__Extract__.

Question

Help please!!

Integrate the following:

`\displaystyle \int {x}^(2) {e}^(x) dx`
​

Answer 1

`\rm \displaystyle \int x ^(2) \cdot {e}^(x) \: dx = {x}^(2) {e}^(x)- 2x {e}^(x) + 2 e^(x) + \rm C`

Explanation:

we want to integrate the following integration:

`\displaystyle \int {x}^(2) \cdot {e}^(x) dx`

notice that, the integrand is in the multiplication of two different function in that case we can consider integration by parts given by:

`\rm \displaystyle \int u \cdot v \: dx = u \int vdx - \int u' \left( \int v dx \right)dx`

where u' can be defined by the differentiation of u

now we have to choose our u and v

which can be chosen by using the guideline:ILATE Inverse trig. , Logarithm, Algebraic expression, Trigonometry, Exponent.

since x comes first thus,

`\displaystyle u = {x}^(2) \quad\text{and} \quad v = {e}^(x)`

by figuring out the defferentiation of u,we acquire:

`\displaystyle u' = 2x`

altogether we get:

`\rm \displaystyle \int {x}^(2) \cdot {e}^(x) \: dx = {x}^(2) \int {e}^(x) dx - \int 2x \left( \int {e}^(x) dx \right)dx`

by figuring out the parentheses integration

we get:

`\rm \displaystyle \int x^2 \cdot {e}^(x) \: dx = {x}^(2) \int {e}^(x) dx - \int2x \cdot {e}^(x) dx`

now we again have integration of two different functions so let's choose our u and v once again which can be done using the guideline

`\displaystyle u = 2x \quad\text{and} \quad v = {e}^(x)`

by figuring out the defferentiation of u

we acquire:

`\displaystyle \: u' = 2`

altogether we get:

`\rm \displaystyle \int x ^(2) \cdot {e}^(x) \: dx = {x}^(2) \int {e}^(x) dx - \left( 2x \int{e}^(x) dx- \int2 \left( \int{e}^(x)dx \right) dx \right)`

by solving parentheses we get

`\rm \displaystyle \int x ^(2) \cdot {e}^(x) \: dx = {x}^(2) \int {e}^(x) dx - \left( 2x {e}^(x) - 2 e^(x) dx \right)`

by figuring out the integral we get:

`\rm \displaystyle \int x ^(2) \cdot {e}^(x) \: dx = {x}^(2) {e}^(x)- \left( 2x {e}^(x) - 2 e^(x) \right)`

remove parentheses:

`\rm \displaystyle \int x ^(2) \cdot {e}^(x) \: dx = {x}^(2) {e}^(x)- 2x {e}^(x) + 2 e^(x)`

at last we of course have to add constant of integration:

`\rm \displaystyle \int x ^(2) \cdot {e}^(x) \: dx = {x}^(2) {e}^(x)- 2x {e}^(x) + 2 e^(x) + \rm C`

and we are done!

__Required task 1__. In the integration thread, what guideline is named for choosing u and v?
__Required task 2__. Output the part of the integration thread starting at "now we have" and ending at "expression, Trigonometry, Exponent.".
__Required task 3__. Go on with the integration thread from its last line.
The material that comes next is separate from the integration thread.

__Given information__.
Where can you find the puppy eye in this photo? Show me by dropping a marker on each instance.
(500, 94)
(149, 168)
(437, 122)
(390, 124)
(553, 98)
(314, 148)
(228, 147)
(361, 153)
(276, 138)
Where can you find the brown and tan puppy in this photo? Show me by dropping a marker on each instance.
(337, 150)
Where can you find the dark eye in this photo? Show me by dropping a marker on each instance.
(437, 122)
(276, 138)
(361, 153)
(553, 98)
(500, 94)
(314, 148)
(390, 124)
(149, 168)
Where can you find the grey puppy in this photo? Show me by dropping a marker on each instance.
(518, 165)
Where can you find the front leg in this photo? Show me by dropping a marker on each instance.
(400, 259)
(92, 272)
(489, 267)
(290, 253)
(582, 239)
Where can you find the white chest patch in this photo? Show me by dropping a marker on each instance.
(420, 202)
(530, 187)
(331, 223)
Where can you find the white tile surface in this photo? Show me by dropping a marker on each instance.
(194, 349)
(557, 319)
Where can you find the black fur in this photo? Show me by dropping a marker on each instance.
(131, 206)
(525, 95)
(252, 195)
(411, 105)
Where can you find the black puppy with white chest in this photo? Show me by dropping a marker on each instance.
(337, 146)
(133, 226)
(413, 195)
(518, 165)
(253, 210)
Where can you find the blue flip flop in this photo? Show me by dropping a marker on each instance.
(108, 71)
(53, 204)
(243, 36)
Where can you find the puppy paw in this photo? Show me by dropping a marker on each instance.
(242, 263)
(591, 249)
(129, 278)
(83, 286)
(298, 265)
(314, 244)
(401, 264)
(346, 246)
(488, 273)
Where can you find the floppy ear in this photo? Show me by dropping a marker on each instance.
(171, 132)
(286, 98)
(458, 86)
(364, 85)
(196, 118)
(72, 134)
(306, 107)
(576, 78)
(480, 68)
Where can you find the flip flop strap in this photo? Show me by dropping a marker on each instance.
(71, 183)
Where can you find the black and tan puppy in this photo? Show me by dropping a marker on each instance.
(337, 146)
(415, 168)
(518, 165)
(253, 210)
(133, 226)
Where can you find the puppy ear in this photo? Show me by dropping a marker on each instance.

__Reply 1__. ILATE: Inverse trig, Logarithm, Algebraic expression, Trigonometry, Exponent.

__Reply 2__.
now we have to choose our u and v

which can be chosen by using the guideline:ILATE Inverse trig. , Logarithm, Algebraic expression, Trigonometry, Exponent.

__Reply 3__.
Answer 2

`\displaystyle \int {x^2e^x} \, dx = e^x(x^2 - 2x + 2) + C`

General Formulas and Concepts:

Calculus

Differentiation

• Derivatives
• Derivative Notation

Derivative Property [Multiplied Constant]:
`\displaystyle (d)/(dx) [cf(x)] = c \cdot f'(x)`

Basic Power Rule:

1. f(x) = cxⁿ
2. f’(x) = c·nxⁿ⁻¹

Integration

• Integrals
• Indefinite Integrals
• Integration Constant C

Integration by Parts:
`\displaystyle \int {u} \, dv = uv - \int {v} \, du`

• [IBP] LIPET: Logs, inverses, Polynomials, Exponentials, Trig
• Tabular Integration

Explanation:

*Note:

The answer below me is correct, but there is a simpler method of obtaining the answer.

Step 1: Define

Identify

`\displaystyle \int {x^2e^x} \, dx`

Step 2: Integrate

Use tabular integration.

1. [Integrand] Differentiate/Integrate [Tabular Integration]:
   `\displaystyle \\\begin{center}\begin{tabular} c \line{u & dv} \\\cline{1 - 2} x^2 & e^x \\\ 2x & e^x \\\ 2 & e^x \\\ 0 & e^x\end{tabular}\end{center}`
2. Write out expansion [Tabular Integration]:
   `\displaystyle \int {x^2e^x} \, dx = x^2e^x - 2xe^x + 2e^x + C`
3. Factor:
   `\displaystyle \int {x^2e^x} \, dx = e^x(x^2 - 2x + 2) + C`

Topic: AP Calculus AB/BC (Calculus I/I + II)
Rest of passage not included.